Week 2- Influencing Real World Behaviours: Attitudes and Attitudinal Change Flashcards
What is an “Attitude”?
A general and enduring positive or negative feeling about some person, object, or issue”
- Some evaluative judgment - the extent to which we hold favourable or unfavourable views of a person, object, or issue…
- Relatively stable
- Affective, cognitive, and behavioural components
Do Attitudes Influence Behaviour?
- Assumption that attitudes underpin/influence actual behaviour
- Early research did not support this assumption
– LaPiere (1934) study
– Wicker (1969) based on 31 studies: r = .30 (r2 = .09) so only
9% of the variance in behaviour was explained by attitudes
Theory of Reasoned Action (TRA)
The theory of reasoned action (TRA or ToRA) aims to explain the relationship between attitudes and behaviors within human action. It is mainly used to predict how individuals will behave based on their pre-existing attitudes and behavioral intentions. An individual’s decision to engage in a particular behavior is based on the outcomes the individual expects will come as a result of performing the behavior
Do intentions result in behaviour?
intentions don’t equal behaviour
Theory of Planned Behaviour (TPB) (see the diagram)
Theory of Planned Behaviour (TPB)
- Attitude toward the behaviour
- Subjective norm
- Perceived behavioural control (PBC)
━━━━━━━━━━━━━━━━━━━━
• _Short problem_:
Return, word for word, the part of the attitudes flashcards that opens with the words containing "Week 2- Influencing" and closes with "Attitudes Influence Behaviour?". The rows come from a separate source unrelated to the attitudes flashcards.
━━━━━━━━━━━━━━━━━━━━
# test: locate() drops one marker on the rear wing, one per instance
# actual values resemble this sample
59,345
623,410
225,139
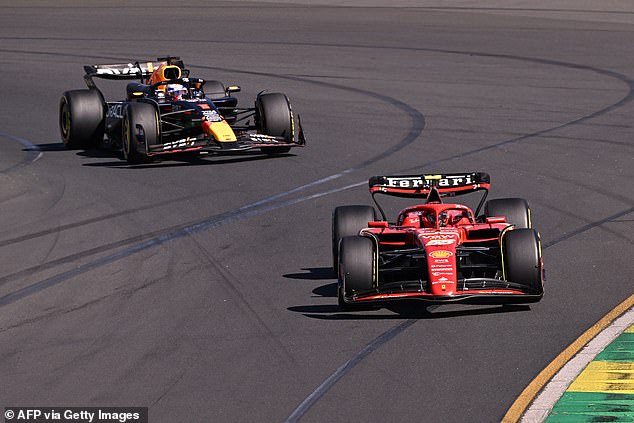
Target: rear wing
447,184
126,71
432,186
━━━━━━━━━━━━━━━━━━━━
• _Task solution_:
Week 2- Influencing Real World Behaviours: Attitudes and Attitudinal Change Flashcards
What is an “Attitude”?
A general and enduring positive or negative feeling about some person, object, or issue”
- Some evaluative judgment - the extent to which we hold favourable or unfavourable views of a person, object, or issue…
- Relatively stable
- Affective, cognitive, and behavioural components
Do Attitudes Influence Behaviour?